WHAT THE EXERCISE ASKS: The output must match the entries below exactly, with pictures removed.

DATA SUPPLIED:
┏━━

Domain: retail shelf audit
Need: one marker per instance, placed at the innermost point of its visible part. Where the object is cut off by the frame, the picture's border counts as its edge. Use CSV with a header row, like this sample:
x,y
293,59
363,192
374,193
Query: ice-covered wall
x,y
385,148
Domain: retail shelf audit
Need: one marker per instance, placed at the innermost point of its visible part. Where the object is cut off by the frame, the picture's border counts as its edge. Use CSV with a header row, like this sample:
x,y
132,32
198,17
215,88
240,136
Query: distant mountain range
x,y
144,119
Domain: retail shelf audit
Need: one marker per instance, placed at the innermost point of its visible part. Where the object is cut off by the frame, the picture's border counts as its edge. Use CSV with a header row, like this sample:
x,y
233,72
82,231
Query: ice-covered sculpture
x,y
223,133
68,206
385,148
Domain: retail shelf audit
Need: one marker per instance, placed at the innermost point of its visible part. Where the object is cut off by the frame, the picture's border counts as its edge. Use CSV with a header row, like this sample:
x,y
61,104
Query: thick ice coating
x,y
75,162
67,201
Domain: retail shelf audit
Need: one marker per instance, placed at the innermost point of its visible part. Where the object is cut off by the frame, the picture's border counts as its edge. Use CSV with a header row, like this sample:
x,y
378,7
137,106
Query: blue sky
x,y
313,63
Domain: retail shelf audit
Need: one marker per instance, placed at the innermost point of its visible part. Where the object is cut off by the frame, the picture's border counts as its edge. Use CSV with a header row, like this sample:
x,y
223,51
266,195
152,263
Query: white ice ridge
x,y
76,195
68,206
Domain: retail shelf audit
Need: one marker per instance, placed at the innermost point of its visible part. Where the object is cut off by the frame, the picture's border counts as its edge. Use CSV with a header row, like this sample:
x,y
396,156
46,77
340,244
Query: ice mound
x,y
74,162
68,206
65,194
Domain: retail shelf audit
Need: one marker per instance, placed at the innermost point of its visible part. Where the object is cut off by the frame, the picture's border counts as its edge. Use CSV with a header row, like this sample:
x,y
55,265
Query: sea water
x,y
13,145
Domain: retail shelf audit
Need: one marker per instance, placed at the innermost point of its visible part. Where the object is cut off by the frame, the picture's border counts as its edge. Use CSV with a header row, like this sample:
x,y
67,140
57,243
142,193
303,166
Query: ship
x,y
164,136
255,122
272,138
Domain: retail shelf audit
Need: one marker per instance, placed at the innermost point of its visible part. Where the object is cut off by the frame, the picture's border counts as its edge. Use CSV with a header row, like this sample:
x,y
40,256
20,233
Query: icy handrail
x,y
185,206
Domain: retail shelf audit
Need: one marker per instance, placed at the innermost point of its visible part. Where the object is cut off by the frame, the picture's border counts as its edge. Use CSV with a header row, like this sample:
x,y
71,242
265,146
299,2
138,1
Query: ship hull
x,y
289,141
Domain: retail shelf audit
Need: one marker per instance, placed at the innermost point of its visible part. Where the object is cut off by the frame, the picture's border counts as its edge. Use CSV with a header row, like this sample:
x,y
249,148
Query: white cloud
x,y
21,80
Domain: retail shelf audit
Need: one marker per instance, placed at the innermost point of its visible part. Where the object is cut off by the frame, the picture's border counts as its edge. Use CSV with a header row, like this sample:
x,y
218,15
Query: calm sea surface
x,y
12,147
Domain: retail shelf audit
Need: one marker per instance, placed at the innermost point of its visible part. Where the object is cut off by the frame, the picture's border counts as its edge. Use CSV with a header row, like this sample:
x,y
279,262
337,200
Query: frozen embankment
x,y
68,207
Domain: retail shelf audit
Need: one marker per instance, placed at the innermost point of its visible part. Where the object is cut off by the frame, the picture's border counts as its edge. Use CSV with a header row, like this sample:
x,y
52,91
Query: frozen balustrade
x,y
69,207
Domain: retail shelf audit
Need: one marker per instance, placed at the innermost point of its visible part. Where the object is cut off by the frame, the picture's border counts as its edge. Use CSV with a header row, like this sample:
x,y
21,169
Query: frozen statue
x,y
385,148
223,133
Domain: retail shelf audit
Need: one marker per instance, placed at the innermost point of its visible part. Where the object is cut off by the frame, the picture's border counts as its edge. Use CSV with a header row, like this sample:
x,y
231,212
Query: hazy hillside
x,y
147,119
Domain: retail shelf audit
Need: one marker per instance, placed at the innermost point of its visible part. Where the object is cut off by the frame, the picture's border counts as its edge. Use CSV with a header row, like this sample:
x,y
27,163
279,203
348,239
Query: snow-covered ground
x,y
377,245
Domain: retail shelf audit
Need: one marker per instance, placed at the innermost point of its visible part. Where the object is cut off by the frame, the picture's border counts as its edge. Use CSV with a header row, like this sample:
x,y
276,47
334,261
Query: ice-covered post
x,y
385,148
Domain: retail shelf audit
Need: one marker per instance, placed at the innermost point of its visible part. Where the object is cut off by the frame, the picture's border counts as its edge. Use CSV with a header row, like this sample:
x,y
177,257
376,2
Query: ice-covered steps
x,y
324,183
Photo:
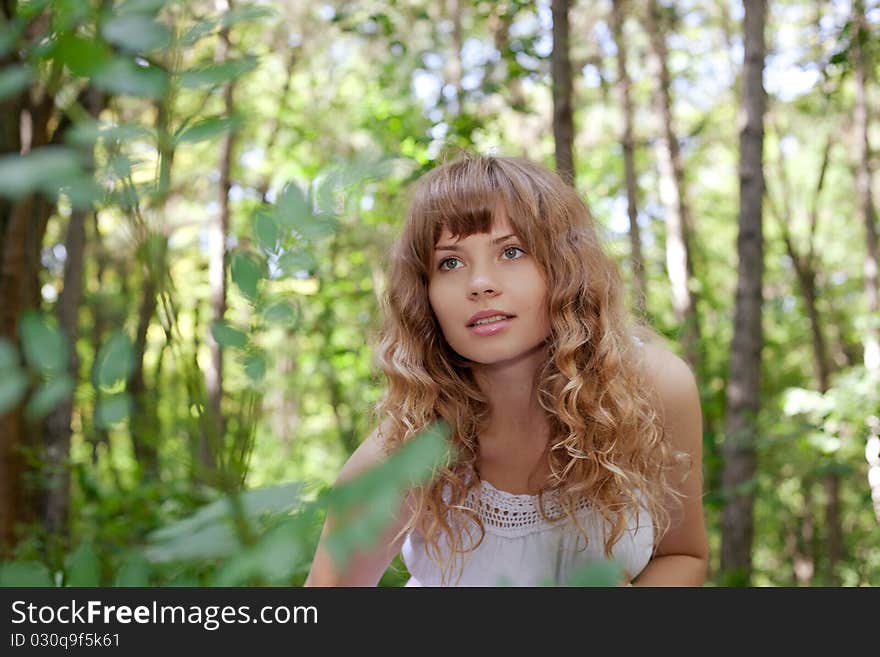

┗━━

WRITTEN ANSWER:
Domain: retail shelf audit
Need: one marker per instance, placed at the innermost point of its visible part. Where the object is cut off by the frame, the picture's border counts as its edge. Use CSV with a header row, like this sample:
x,y
293,59
363,192
374,193
Query: ice-covered wall
x,y
385,148
Domain: retail shelf audit
Need: one marker per instance, placed at the innermost point of its visible part. Where the object is cut off by the frame, the picture's border counts as its edge. Use CSV with a header row, like this sample:
x,y
132,32
198,17
215,88
240,136
Query: distant mountain range
x,y
144,119
Domain: retail shelf audit
Need: one marker per instance, placed at the innermost point of its visible part. Where the object is cut off by the frame, the picture's border counts as its edge. Use CSV with a header row, like this sample:
x,y
233,72
82,231
Query: ice-covered sculpture
x,y
223,133
68,206
385,148
Domain: retail shelf audit
Need: one marker per instance, placed at the innermost point of its visible part. Where the object is cut off by the frame, the picture's border counts as its edge. Use CSV with a header row, like this sample:
x,y
61,104
Query: thick ice coating
x,y
75,162
67,201
Domain: retail shelf audit
Need: one marker per instance, placed at the innermost point of its visible part. Where the object is cut off by the frame, the picture's border counts as its edge. Use CSV with a header row, like this sample:
x,y
378,7
137,106
Query: blue sky
x,y
313,63
Domain: retail shelf audit
Need: one marker per instance, placed at the innermost point of its visible part. Where the object is cut off by the frame, the picture's border counts as its edge. Use CSV with a header row, like this sample:
x,y
223,51
266,195
152,263
Query: white ice ridge
x,y
76,195
68,206
Domain: retail shelf audit
Need: one marker per instance, placed at the innermost point of its visible part. Where the object is cut off by the frame, the picture's border counts as its edge. Use CSV with a header row, like this sample:
x,y
396,156
46,77
340,244
Query: ice mound
x,y
74,162
68,206
65,194
Domain: retail shelf audit
Need: one marker per instance, placed at the innermost point of its visible part. Where the object is cut off by the frame, the picture's border counts as its edge. Use CSV with a header row, like this sample:
x,y
55,265
Query: sea water
x,y
13,145
Domain: retail shelf audit
Need: one marker per instance, placed at the innermost point of its visible part. Where the object is cut off by the frame, the picture's border counts as its edge. Use CSV with a header row, like this sample:
x,y
67,140
57,243
142,193
303,166
Query: ship
x,y
164,136
255,122
272,138
Domain: retail shelf audit
Need: one marker per instance, placed at the innermost point of its visible part. Where the object is cut off by the frame, the picture's border counts as its edge. Use CSV with a header row, like this sample:
x,y
40,256
20,233
Query: icy handrail
x,y
185,206
Domain: retail shelf audit
Need: one marker per instance, placed at the innermost point of its visible part. Where the object is cut off by the frame, the picture's border counts as its edge. Use CSV with a header row, like this sample:
x,y
71,242
265,146
299,2
138,1
Query: ship hull
x,y
289,141
Domain: retail shelf audit
Need: one marker per instance, placed at the innermost point of its visible part. Where the object is cut off by the frame, the picture's border counts as its edge. Use CSV with a header row, like this sample:
x,y
249,148
Query: white cloud
x,y
21,80
Domain: retail shelf audit
Need: one marker per instance, placed at the innermost point of its visible part. Where the object is cut off by the frame, the picture's border counts as its edge. Use CSV with a header row, like this sample:
x,y
218,15
Query: calm sea surface
x,y
12,147
Domain: retail shelf audit
Need: one marker per instance, placed at the innermost point of its visible part. Where the object is cut off by the frame, the picture's border counts as its edge. Use CSV with a header row, like this sample:
x,y
279,262
337,200
Query: frozen embankment
x,y
68,207
Domain: retail shelf audit
Need: one marker per instance, placed at the innermost point of its visible part. Where the object is cut off by the frame, the picture's border counts as its edge. Use CSV with a header row, like this sample:
x,y
52,91
Query: frozen balustrade
x,y
69,207
Domain: retail shelf audit
Need: one marker per instance, placed at the innermost point of its visible part. Where the object is cut off by the frame, the picture's border counts as its edge. Use CSV with a header row, like this sample:
x,y
21,169
Query: frozen statue
x,y
385,148
223,133
Domain: retail shelf audit
Need: one marker per instance, placed at the innermost point of its visible part. Where the object is cut off by the frame, the picture's border counts as its edge. Use CSV with a header row, like this sample:
x,y
231,212
Query: hazy hillside
x,y
147,119
Domain: retail shelf audit
Need: one marker per instance, placed at the innermost point of its visible part. Where the object is cut off by the frame, the picture's border counts as its edge. Use CSV with a header row, like this sample:
x,y
27,163
279,203
348,239
Query: snow-covered ground
x,y
377,245
Domain: retail shelf audit
Need: one marker per instance, placed at the innermost point of its visible part. Where the object is cut off by the frame, the picture's border counts as its edge. Use CSV with a header row, like this sample:
x,y
276,47
334,261
Query: ice-covered post
x,y
385,148
Domain: retail shelf audit
Need: one marker per instance, placed at the innermost point of its visible part. Where the object is cut off by the frame, the picture's border counts as its edge. Use CSV with a header row, like this sample:
x,y
177,257
376,2
Query: ice-covered steps
x,y
324,183
Photo:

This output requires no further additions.